> [YOUR ASSIGNMENT]
Your answer should be the records below, repeated exactly as they stand.

> [INPUT DATA]
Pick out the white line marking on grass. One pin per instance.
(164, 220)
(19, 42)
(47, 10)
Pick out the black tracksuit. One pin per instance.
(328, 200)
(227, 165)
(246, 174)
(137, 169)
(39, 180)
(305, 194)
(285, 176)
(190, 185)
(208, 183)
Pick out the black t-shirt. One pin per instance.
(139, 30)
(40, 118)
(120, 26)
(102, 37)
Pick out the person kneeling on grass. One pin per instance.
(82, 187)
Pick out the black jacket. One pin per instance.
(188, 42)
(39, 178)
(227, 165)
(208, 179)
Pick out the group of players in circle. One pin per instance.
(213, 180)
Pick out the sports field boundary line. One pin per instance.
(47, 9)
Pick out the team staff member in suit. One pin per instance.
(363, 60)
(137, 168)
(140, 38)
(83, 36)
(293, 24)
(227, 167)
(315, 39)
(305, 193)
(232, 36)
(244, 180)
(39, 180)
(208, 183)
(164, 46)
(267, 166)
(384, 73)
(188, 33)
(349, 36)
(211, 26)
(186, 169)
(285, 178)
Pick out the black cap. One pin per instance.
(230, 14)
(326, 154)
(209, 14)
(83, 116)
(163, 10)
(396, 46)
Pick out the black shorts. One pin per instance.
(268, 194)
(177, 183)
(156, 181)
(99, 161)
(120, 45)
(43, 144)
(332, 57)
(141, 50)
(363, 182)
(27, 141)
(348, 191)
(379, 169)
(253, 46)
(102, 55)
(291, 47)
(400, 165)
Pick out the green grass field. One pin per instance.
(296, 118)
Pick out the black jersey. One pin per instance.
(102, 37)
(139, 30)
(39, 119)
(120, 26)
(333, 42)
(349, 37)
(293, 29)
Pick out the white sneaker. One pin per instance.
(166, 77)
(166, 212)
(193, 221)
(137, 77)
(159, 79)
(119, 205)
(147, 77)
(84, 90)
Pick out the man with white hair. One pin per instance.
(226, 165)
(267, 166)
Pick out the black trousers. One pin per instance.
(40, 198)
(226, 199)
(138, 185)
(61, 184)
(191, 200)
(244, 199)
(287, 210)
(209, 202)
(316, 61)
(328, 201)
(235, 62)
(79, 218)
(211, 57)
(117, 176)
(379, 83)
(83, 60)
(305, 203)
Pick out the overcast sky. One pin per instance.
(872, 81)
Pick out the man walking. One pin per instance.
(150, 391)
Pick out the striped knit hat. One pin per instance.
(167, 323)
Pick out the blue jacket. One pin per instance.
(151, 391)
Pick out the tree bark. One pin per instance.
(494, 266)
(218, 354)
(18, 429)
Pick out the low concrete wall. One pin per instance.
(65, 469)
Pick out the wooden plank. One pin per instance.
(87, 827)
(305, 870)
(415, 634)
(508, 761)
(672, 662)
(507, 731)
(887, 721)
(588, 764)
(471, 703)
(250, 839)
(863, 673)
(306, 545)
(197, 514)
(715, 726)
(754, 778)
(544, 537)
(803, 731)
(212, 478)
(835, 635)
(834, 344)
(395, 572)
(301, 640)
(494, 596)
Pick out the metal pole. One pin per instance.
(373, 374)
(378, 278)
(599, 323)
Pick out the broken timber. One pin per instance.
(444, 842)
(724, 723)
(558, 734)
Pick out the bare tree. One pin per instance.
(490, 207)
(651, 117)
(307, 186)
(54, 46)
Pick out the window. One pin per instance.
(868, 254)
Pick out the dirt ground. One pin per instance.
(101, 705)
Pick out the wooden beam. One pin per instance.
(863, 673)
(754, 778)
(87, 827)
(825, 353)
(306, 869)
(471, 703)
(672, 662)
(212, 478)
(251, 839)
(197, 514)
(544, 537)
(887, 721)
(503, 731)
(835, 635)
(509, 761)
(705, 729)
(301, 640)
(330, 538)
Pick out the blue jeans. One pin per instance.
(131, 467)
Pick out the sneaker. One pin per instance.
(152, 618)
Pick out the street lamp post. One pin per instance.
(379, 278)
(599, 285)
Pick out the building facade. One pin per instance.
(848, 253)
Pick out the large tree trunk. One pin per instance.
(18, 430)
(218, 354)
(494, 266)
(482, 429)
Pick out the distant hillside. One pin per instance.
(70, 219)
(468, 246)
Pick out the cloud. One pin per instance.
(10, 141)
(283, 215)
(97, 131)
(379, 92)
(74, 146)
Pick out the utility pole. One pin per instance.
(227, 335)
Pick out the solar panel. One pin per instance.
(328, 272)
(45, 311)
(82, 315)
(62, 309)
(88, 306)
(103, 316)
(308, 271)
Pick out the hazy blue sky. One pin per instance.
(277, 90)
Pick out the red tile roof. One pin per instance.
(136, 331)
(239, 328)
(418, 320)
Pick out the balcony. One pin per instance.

> [FINISHED EXERCISE]
Pick out the white line marking on grass. One pin per instance.
(164, 220)
(19, 42)
(47, 10)
Pick out the black tracksuit. One pin per instance.
(328, 200)
(227, 165)
(246, 174)
(137, 169)
(39, 180)
(305, 194)
(285, 176)
(190, 185)
(208, 183)
Pick out the black t-shirt. One pin per instance.
(139, 30)
(40, 118)
(120, 26)
(102, 37)
Pick out the person kneeling on grass. One pin per instance.
(82, 187)
Pick out the black jacket. One pin per instance.
(188, 42)
(39, 178)
(227, 165)
(208, 179)
Pick out the group of players in circle. One pin per instance.
(213, 180)
Pick out the sports field boundary line. One pin per instance.
(47, 9)
Pick out the team staff member in suit. One pin per instance.
(363, 60)
(137, 168)
(140, 38)
(83, 36)
(293, 24)
(227, 167)
(315, 39)
(305, 193)
(232, 36)
(244, 180)
(39, 180)
(208, 183)
(164, 46)
(267, 166)
(384, 73)
(188, 33)
(349, 36)
(211, 26)
(186, 169)
(285, 178)
Pick out the black cap. One pin per instance.
(230, 14)
(326, 154)
(209, 14)
(83, 116)
(163, 10)
(396, 46)
Pick out the black shorts. One pin per instance.
(268, 194)
(177, 183)
(156, 181)
(99, 161)
(120, 45)
(43, 144)
(332, 57)
(141, 50)
(363, 182)
(27, 141)
(348, 191)
(379, 169)
(253, 46)
(102, 55)
(291, 47)
(400, 165)
Pick out the green grass field. One pin per instance.
(296, 118)
Pick out the black jersey. One pin per instance.
(102, 37)
(139, 30)
(39, 119)
(120, 26)
(333, 42)
(349, 37)
(293, 29)
Pick out the white sneaker. One pin per instance.
(166, 77)
(166, 212)
(193, 221)
(137, 77)
(159, 79)
(119, 205)
(147, 77)
(84, 90)
Pick out the man with white hair. One pin per instance.
(226, 165)
(267, 166)
Pick out the black trousers. One pin per instance.
(40, 198)
(226, 199)
(138, 185)
(61, 184)
(191, 200)
(244, 199)
(287, 210)
(209, 202)
(316, 61)
(328, 201)
(235, 62)
(79, 218)
(211, 57)
(117, 176)
(379, 83)
(83, 60)
(305, 203)
Pick out the overcast sky. One pin per instance.
(872, 81)
Pick out the man walking. One pin per instance.
(150, 391)
Pick out the striped knit hat. One pin per instance.
(167, 323)
Pick out the blue jacket. One pin per instance.
(151, 391)
Pick out the tree bark. One pin per instance.
(494, 266)
(218, 354)
(18, 429)
Pick out the low concrete wall. One pin per instance.
(65, 469)
Pick out the wooden plank. One pin per instance.
(87, 827)
(305, 870)
(415, 634)
(508, 761)
(672, 662)
(507, 731)
(887, 721)
(588, 764)
(471, 703)
(250, 839)
(863, 673)
(306, 545)
(197, 514)
(715, 726)
(754, 778)
(544, 537)
(803, 731)
(212, 478)
(835, 635)
(834, 344)
(395, 572)
(301, 640)
(494, 596)
Pick out the metal pole. One pin per instance.
(373, 374)
(378, 278)
(599, 323)
Pick out the broken timber. One pin per instance.
(444, 842)
(724, 723)
(558, 734)
Pick out the bare tree. One pin per instance.
(490, 207)
(651, 117)
(307, 186)
(54, 46)
Pick out the window. One pin per instance.
(868, 254)
Pick out the dirt ground. One pin per instance.
(101, 705)
Pick out the wooden beam. One pin per instance.
(863, 673)
(754, 778)
(87, 827)
(825, 353)
(306, 869)
(471, 703)
(672, 662)
(212, 478)
(251, 839)
(197, 514)
(544, 537)
(887, 721)
(503, 731)
(835, 635)
(509, 761)
(705, 729)
(301, 640)
(330, 538)
Pick out the blue jeans. One pin per instance.
(131, 467)
Pick out the sneaker. One pin per instance.
(152, 618)
Pick out the street lamp post. One pin per instance.
(379, 278)
(599, 285)
Pick out the building facade. One pin per instance.
(848, 253)
Pick out the large tree trunk. One pin per instance.
(18, 430)
(218, 354)
(494, 266)
(482, 429)
Pick out the distant hillside. One pin per instance.
(70, 219)
(468, 246)
Pick out the cloud. One pin per instance.
(10, 141)
(283, 215)
(97, 131)
(379, 92)
(74, 146)
Pick out the utility pole. One pin per instance.
(227, 335)
Pick out the solar panel. One pin per instance.
(328, 272)
(45, 311)
(82, 315)
(62, 309)
(88, 306)
(103, 316)
(308, 271)
Pick out the hazy blue sky. One pin per instance.
(277, 90)
Pick out the red tile roof. One pin per instance.
(136, 331)
(239, 328)
(418, 320)
Pick out the balcony. One pin per instance.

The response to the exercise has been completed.